▶ _RAW DATA_:
--- START ---
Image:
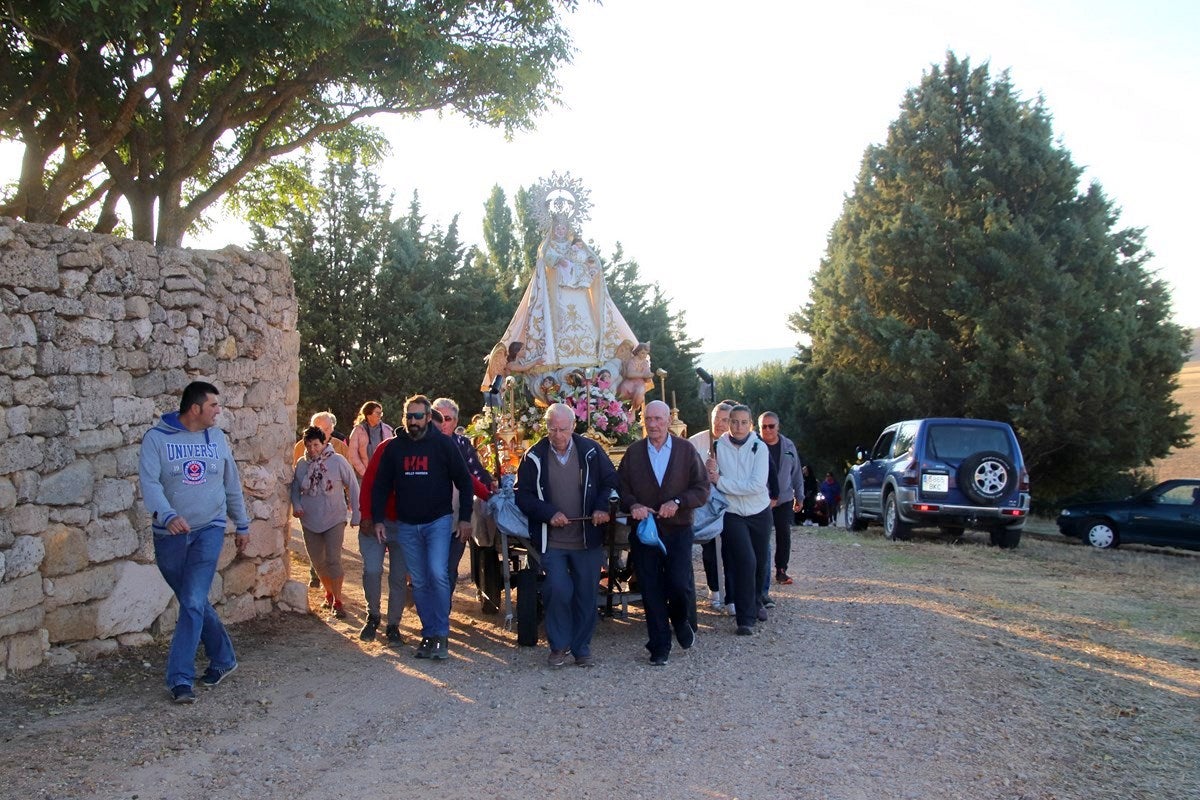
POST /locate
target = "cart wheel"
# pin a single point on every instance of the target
(489, 577)
(527, 607)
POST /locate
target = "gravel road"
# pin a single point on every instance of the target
(916, 671)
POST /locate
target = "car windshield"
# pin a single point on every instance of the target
(957, 441)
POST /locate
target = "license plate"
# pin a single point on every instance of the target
(935, 482)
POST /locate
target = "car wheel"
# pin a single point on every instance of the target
(1102, 534)
(852, 519)
(893, 527)
(985, 476)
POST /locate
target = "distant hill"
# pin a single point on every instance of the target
(737, 360)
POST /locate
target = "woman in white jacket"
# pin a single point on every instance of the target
(743, 465)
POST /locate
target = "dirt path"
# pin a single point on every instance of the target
(904, 671)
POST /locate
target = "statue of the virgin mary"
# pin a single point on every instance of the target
(565, 320)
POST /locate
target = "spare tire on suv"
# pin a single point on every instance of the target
(985, 476)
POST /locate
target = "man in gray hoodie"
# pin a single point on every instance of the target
(191, 487)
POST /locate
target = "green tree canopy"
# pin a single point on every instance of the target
(967, 276)
(173, 103)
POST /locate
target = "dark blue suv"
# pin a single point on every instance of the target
(942, 473)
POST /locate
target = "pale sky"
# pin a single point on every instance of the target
(720, 139)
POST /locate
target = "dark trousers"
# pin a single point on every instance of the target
(741, 583)
(669, 587)
(760, 540)
(708, 557)
(783, 516)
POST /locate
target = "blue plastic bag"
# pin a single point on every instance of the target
(648, 534)
(708, 518)
(503, 507)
--- END ---
▶ _OBJECTIVE_:
Reproduce the entire listing above, substituting "mark one point" for each occurrence of "pin a single point" and leaving all other text unaltered. Omit the pictures from your reproduction.

▶ _SOLVED PROBLEM_:
Image:
POST /locate
target = "cart wheel"
# mark one point on every instance of the target
(489, 577)
(527, 607)
POST /locate
target = "gravel road"
# mark one point on every instance of the target
(916, 671)
POST /locate
target = "car windshield"
# mark one point on every instance of the target
(957, 441)
POST /locate
target = "license plate"
# mark one point on every instance of the target
(935, 482)
POST /locate
target = "car wheel"
# mark one point on every instance of the target
(1102, 534)
(852, 519)
(893, 527)
(985, 476)
POST /locate
target = "distant hill"
# mark one point on every instance of the target
(737, 360)
POST /locate
target = "woman in white jacket"
# mark one point on every instance of the target
(743, 465)
POST /locate
target = "dirt path"
# mark one point on every instance of the target
(904, 671)
POST /locate
target = "statue of the virgin mary"
# mark one point on every instance of the target
(565, 320)
POST /locate
target = "spare tire on suv"
# mark one point on every instance of the target
(985, 476)
POST /locate
target = "man in gray hoodie"
# mark one point on every instance of the target
(191, 487)
POST /locate
target = "green tree canopy"
# mark one point on every instance of the target
(967, 276)
(173, 103)
POST /locate
target = "dark blue suv"
# mark one point on every instance of the target
(942, 473)
POST /locate
target = "pale sky"
# mark one point on every instance of the target
(720, 139)
POST /locate
target = "dark trousers"
# mark one point on every instance of the target
(741, 583)
(669, 587)
(760, 540)
(708, 557)
(783, 516)
POST /locate
target = "blue plastic bag"
# mark one point on every instance of the target
(648, 534)
(708, 518)
(503, 507)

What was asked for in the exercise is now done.